Exercise prompt:
Scan the records beneath this line for the line holding "box: [456, 149, 497, 249]" and the line holding "positive clicks: (866, 631)", then transcribe exactly those two and all lines between.

Available data:
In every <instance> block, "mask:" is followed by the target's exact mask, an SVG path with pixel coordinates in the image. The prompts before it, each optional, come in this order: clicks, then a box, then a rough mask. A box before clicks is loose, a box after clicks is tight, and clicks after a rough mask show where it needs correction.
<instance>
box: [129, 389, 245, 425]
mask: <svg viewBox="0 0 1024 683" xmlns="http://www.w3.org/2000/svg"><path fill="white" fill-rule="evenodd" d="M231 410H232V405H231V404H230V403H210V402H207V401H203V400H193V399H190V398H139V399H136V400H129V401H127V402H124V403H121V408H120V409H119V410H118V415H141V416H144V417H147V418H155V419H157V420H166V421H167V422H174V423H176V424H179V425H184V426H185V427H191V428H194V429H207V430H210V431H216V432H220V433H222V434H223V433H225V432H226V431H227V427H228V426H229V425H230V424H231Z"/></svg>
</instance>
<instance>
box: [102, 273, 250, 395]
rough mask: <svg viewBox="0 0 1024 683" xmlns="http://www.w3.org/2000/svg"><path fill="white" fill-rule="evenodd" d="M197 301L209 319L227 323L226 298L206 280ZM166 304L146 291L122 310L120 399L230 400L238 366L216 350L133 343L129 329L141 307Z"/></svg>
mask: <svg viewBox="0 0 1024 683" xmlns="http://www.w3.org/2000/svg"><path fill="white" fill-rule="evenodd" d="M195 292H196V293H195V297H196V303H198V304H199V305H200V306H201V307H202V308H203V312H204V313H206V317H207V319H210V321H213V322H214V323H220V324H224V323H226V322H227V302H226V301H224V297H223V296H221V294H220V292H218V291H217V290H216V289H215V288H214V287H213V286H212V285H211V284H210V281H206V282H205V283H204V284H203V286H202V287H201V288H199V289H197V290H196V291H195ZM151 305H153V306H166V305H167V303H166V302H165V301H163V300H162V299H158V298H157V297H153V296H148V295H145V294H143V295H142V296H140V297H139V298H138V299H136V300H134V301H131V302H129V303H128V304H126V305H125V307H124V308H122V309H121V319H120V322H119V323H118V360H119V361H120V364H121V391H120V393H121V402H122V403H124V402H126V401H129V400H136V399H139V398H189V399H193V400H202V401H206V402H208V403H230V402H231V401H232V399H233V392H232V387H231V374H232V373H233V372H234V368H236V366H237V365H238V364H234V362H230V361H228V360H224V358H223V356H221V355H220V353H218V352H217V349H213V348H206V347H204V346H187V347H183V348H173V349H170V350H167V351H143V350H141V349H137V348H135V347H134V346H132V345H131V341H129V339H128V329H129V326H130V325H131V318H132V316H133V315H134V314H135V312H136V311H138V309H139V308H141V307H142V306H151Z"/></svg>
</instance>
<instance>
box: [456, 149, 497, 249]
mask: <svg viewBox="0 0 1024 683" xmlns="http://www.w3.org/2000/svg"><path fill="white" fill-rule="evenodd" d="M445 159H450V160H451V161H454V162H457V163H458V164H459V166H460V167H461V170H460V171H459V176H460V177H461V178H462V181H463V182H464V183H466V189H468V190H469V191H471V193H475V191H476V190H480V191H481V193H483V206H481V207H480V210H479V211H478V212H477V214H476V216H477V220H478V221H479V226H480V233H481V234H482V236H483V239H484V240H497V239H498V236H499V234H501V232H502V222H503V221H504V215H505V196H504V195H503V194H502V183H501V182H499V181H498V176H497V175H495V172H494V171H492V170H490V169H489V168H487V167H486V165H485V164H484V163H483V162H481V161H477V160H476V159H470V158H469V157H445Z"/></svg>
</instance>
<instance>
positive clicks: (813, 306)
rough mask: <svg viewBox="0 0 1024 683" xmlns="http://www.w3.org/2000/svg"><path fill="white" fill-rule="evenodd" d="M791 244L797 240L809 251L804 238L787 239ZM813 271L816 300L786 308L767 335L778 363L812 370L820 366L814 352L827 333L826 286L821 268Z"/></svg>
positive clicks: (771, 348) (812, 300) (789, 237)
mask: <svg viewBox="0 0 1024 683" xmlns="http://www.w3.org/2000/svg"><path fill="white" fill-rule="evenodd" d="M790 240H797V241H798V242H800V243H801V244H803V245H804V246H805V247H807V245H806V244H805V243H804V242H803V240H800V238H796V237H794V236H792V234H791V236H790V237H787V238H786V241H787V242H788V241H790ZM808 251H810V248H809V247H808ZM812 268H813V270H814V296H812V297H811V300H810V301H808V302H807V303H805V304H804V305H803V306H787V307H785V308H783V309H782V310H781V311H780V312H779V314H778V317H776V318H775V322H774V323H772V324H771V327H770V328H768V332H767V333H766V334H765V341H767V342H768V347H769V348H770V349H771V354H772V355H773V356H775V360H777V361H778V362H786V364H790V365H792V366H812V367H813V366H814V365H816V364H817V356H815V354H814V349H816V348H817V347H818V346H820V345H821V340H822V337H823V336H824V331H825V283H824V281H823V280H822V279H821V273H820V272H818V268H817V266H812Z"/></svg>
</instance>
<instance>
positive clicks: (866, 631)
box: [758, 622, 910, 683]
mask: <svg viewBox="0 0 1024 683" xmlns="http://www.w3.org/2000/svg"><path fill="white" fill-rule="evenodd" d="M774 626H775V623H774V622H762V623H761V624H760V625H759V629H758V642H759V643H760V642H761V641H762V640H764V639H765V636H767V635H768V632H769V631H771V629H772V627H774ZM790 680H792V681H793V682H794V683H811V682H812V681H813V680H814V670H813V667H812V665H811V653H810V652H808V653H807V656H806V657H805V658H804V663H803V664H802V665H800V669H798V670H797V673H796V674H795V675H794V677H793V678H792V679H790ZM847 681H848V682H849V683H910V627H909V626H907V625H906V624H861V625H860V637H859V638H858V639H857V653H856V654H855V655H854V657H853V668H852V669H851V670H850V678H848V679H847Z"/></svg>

Result of this exercise:
box: [456, 149, 497, 249]
mask: <svg viewBox="0 0 1024 683" xmlns="http://www.w3.org/2000/svg"><path fill="white" fill-rule="evenodd" d="M445 159H450V160H451V161H454V162H457V163H458V164H459V166H460V167H461V170H460V171H459V176H460V177H461V178H462V181H463V182H464V183H466V189H468V190H469V191H471V193H475V191H476V190H480V191H481V193H483V206H481V207H480V210H479V211H478V212H477V214H476V216H477V220H478V221H479V226H480V233H481V234H482V236H483V239H484V240H497V239H498V236H499V234H501V232H502V222H503V221H504V215H505V196H504V195H503V194H502V183H501V182H499V181H498V176H497V175H495V172H494V171H492V170H490V169H489V168H487V167H486V165H485V164H484V163H483V162H481V161H477V160H476V159H470V158H469V157H445Z"/></svg>
</instance>
<instance>
positive clicks: (813, 306)
rough mask: <svg viewBox="0 0 1024 683" xmlns="http://www.w3.org/2000/svg"><path fill="white" fill-rule="evenodd" d="M791 244L797 240L809 251L804 238L787 239ZM813 271L816 300L786 308L767 335L778 363L812 370L820 366L814 352L827 333L826 286L821 268Z"/></svg>
positive clicks: (771, 348) (812, 300) (789, 237)
mask: <svg viewBox="0 0 1024 683" xmlns="http://www.w3.org/2000/svg"><path fill="white" fill-rule="evenodd" d="M790 240H797V241H798V242H800V243H801V244H803V245H804V246H805V247H807V245H806V244H805V243H804V242H803V240H800V238H796V237H794V236H792V234H791V236H790V237H787V238H786V241H787V242H788V241H790ZM808 251H810V248H809V247H808ZM812 268H813V270H814V296H812V297H811V300H810V301H808V302H807V303H805V304H804V305H803V306H787V307H785V308H783V309H782V310H781V311H780V312H779V314H778V317H776V318H775V322H774V323H772V324H771V327H770V328H768V332H767V333H766V334H765V341H767V342H768V347H769V348H770V349H771V354H772V355H773V356H775V360H777V361H778V362H786V364H790V365H792V366H812V367H813V366H814V365H816V364H817V356H815V354H814V349H816V348H817V347H818V346H820V345H821V340H822V337H823V336H824V331H825V283H824V281H823V280H822V279H821V273H820V272H818V268H817V266H812Z"/></svg>
</instance>
<instance>
positive clicks: (866, 631)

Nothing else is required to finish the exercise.